> **Reading text**:

* * * * * * *

Erdogan, who is besieged by crises, faces the prospect of Biden recognising the Armenian genocide after having excluded Turkey from the F-35 programme.
WASHINGTON/ ANKARA – The administration of President Joe Biden has dashed Turkey’s hopes for calmer days with the US, putting it under high pressure by officially removing it from a project to manufacture F-35 fighter planes, while expectations grow that Biden will announce Saturday formal US recognition of the historical responsibility of the Turks for the Armenian genocide.
This step that is likely to infuriate Turkey and exacerbate tensions between the two countries.
A US Defence Department official announced Washington has notified Turkey it is officially excluded from the F-35 fighter jet production programme.
The official said the US and eight other countries had cancelled a 2006 memorandum of understanding and signed a new one, but did not go into further details.
Ankara had ordered and manufactured parts of more than 100 F-35s. But it was removed from the programme in 2019 after it purchased Russian S-400 ground-to-air missile systems, which Washington says constitute a security threat for the F-35 fighters.
Analysts say the Biden administration took a serious second look at its relations with Turkey, which wants to be a member of NATO and at the same time an ally of Russia.

* * * * * * *

> **Entries supplied**:
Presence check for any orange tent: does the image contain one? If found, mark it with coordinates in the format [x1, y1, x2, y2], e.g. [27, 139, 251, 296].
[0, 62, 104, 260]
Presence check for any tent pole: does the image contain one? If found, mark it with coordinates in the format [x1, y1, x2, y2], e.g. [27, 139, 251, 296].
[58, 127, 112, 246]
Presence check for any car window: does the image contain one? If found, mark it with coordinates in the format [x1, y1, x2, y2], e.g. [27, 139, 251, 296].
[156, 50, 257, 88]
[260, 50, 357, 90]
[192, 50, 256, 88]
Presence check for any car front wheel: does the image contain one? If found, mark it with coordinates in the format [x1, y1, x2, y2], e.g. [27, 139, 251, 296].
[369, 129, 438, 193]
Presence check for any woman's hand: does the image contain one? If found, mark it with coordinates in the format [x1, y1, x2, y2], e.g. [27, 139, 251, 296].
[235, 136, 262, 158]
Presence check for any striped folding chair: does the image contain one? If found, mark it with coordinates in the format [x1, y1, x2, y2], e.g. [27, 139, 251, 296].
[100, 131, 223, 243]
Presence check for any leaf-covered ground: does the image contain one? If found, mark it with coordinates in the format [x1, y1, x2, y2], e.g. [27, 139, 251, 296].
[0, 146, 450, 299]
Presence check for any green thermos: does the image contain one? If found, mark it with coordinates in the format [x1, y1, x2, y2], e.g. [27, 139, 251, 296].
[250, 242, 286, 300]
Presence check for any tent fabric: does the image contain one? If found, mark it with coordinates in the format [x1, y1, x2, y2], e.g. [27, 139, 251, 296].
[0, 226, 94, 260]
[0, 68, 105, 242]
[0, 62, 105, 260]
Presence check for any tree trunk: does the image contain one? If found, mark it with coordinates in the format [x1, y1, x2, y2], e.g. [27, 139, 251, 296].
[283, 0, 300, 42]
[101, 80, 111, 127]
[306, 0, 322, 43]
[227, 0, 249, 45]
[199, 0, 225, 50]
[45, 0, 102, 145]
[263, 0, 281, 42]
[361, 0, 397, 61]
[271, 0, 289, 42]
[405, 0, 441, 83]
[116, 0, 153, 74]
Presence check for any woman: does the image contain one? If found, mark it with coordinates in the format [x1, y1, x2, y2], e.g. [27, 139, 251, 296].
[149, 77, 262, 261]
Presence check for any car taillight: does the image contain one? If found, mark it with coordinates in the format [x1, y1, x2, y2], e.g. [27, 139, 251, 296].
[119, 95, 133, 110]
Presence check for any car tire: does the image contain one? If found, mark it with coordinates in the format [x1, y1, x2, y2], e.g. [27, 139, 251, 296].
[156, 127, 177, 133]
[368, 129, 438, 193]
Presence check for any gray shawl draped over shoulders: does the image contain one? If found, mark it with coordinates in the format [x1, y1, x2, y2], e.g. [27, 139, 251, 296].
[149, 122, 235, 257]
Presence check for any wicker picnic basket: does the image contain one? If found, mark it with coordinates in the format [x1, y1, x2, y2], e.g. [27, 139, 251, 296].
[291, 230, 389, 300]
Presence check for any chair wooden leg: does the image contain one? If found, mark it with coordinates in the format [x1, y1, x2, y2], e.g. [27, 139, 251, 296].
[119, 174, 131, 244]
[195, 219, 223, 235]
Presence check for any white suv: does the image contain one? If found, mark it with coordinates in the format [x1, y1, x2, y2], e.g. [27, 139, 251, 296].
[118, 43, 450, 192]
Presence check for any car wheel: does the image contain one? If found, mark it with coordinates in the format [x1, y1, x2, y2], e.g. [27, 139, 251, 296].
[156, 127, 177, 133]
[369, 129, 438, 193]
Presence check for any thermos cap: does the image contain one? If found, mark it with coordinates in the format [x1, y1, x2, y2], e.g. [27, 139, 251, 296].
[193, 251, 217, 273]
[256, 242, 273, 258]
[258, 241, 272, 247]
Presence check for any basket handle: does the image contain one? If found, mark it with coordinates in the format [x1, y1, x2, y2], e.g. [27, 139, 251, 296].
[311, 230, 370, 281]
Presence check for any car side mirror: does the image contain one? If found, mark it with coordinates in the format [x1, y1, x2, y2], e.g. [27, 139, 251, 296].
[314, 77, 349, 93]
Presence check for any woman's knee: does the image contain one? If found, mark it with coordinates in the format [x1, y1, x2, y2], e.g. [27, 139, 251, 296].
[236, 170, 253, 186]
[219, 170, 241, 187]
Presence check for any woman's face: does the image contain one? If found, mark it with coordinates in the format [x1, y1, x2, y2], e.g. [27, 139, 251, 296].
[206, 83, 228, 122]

* * * * * * *

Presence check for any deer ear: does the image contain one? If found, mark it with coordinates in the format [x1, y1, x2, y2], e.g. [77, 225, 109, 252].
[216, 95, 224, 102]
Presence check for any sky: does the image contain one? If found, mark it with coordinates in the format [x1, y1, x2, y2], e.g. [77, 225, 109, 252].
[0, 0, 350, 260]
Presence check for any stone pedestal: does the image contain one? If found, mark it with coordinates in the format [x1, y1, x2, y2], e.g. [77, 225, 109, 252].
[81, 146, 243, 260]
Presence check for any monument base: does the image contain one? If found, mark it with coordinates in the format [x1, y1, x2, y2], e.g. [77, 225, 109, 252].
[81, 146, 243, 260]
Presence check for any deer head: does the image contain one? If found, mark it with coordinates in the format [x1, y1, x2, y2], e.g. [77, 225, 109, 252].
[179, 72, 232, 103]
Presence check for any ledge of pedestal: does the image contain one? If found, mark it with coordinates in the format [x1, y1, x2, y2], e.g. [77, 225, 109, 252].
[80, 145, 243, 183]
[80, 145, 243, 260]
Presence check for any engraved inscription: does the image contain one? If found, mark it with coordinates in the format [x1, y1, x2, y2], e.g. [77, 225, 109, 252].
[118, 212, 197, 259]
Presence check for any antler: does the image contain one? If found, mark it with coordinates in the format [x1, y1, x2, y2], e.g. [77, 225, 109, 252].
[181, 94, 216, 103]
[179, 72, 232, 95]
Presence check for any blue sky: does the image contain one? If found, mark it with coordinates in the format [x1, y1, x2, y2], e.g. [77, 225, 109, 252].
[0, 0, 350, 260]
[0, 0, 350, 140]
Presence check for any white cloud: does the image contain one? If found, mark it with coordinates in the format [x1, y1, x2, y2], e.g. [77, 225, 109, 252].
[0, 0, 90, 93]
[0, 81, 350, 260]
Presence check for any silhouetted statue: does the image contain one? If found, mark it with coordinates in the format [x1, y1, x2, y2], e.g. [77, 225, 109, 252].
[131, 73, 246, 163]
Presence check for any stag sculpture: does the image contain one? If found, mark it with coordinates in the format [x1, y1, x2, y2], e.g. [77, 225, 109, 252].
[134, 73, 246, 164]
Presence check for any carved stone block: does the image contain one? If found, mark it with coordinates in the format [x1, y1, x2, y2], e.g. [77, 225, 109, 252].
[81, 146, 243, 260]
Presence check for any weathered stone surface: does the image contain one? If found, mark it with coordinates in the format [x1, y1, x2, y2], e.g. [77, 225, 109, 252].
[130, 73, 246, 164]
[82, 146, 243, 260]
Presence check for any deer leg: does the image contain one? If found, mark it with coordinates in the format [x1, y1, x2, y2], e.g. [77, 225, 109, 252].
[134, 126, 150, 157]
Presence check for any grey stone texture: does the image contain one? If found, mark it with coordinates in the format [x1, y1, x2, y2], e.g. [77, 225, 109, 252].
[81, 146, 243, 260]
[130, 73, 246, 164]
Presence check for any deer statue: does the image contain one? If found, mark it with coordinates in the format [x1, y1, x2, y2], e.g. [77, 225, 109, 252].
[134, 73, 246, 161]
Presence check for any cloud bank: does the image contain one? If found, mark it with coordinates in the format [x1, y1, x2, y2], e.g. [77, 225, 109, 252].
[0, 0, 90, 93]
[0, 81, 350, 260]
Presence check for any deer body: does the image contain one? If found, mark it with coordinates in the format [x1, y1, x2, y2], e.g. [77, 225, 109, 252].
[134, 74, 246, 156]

* * * * * * *

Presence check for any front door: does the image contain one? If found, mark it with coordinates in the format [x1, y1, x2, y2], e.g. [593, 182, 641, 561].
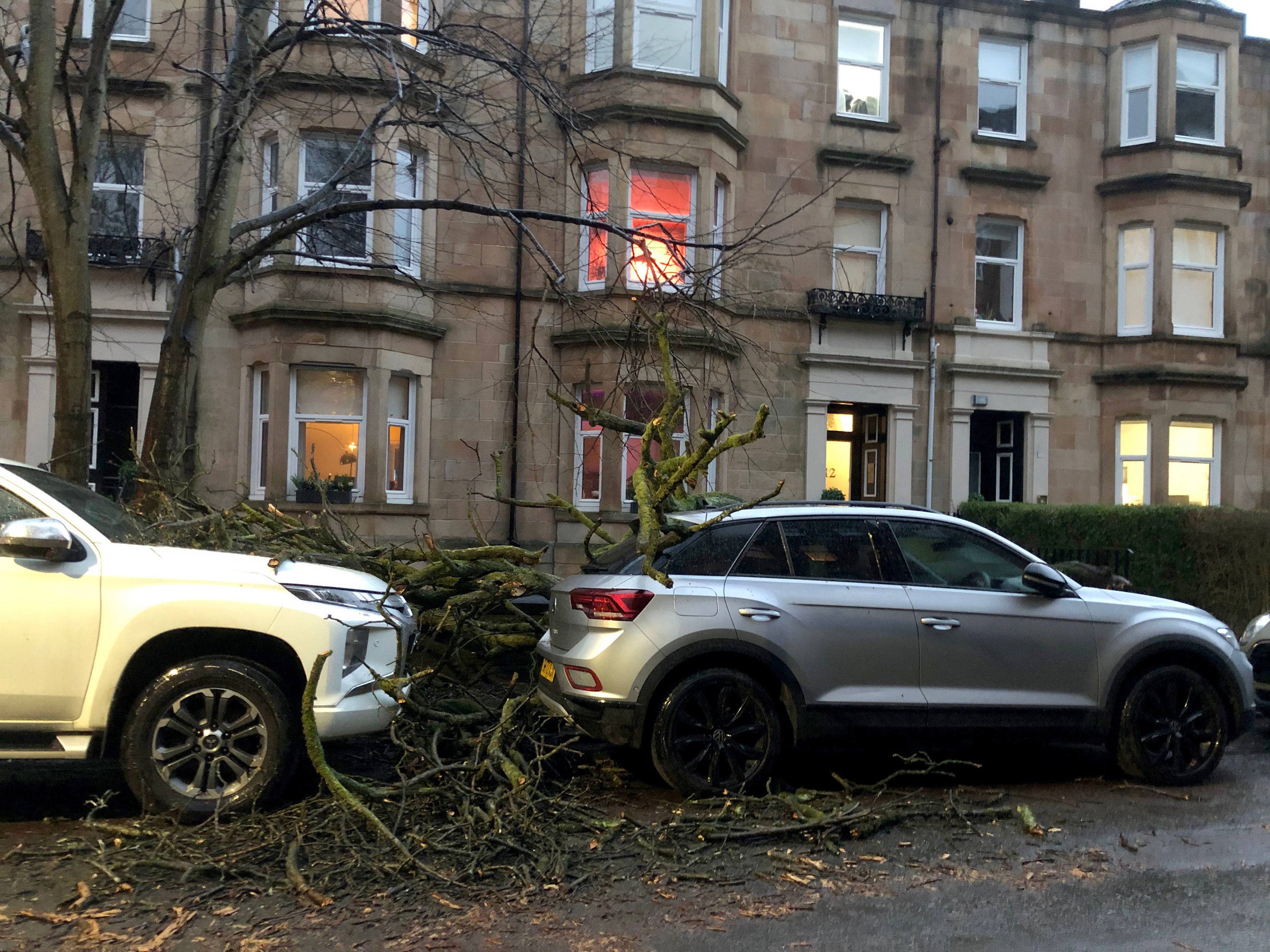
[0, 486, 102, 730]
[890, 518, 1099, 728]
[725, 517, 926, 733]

* * * * * * *

Please reproduce the article about Turkey's removal from the F-35 program word for word, in full. The records have no role here.

Erdogan, who is besieged by crises, faces the prospect of Biden recognising the Armenian genocide after having excluded Turkey from the F-35 programme.
WASHINGTON/ ANKARA – The administration of President Joe Biden has dashed Turkey’s hopes for calmer days with the US, putting it under high pressure by officially removing it from a project to manufacture F-35 fighter planes, while expectations grow that Biden will announce Saturday formal US recognition of the historical responsibility of the Turks for the Armenian genocide.
This step that is likely to infuriate Turkey and exacerbate tensions between the two countries.
A US Defence Department official announced Washington has notified Turkey it is officially excluded from the F-35 fighter jet production programme.
The official said the US and eight other countries had cancelled a 2006 memorandum of understanding and signed a new one, but did not go into further details.
Ankara had ordered and manufactured parts of more than 100 F-35s. But it was removed from the programme in 2019 after it purchased Russian S-400 ground-to-air missile systems, which Washington says constitute a security threat for the F-35 fighters.
Analysts say the Biden administration took a serious second look at its relations with Turkey, which wants to be a member of NATO and at the same time an ally of Russia.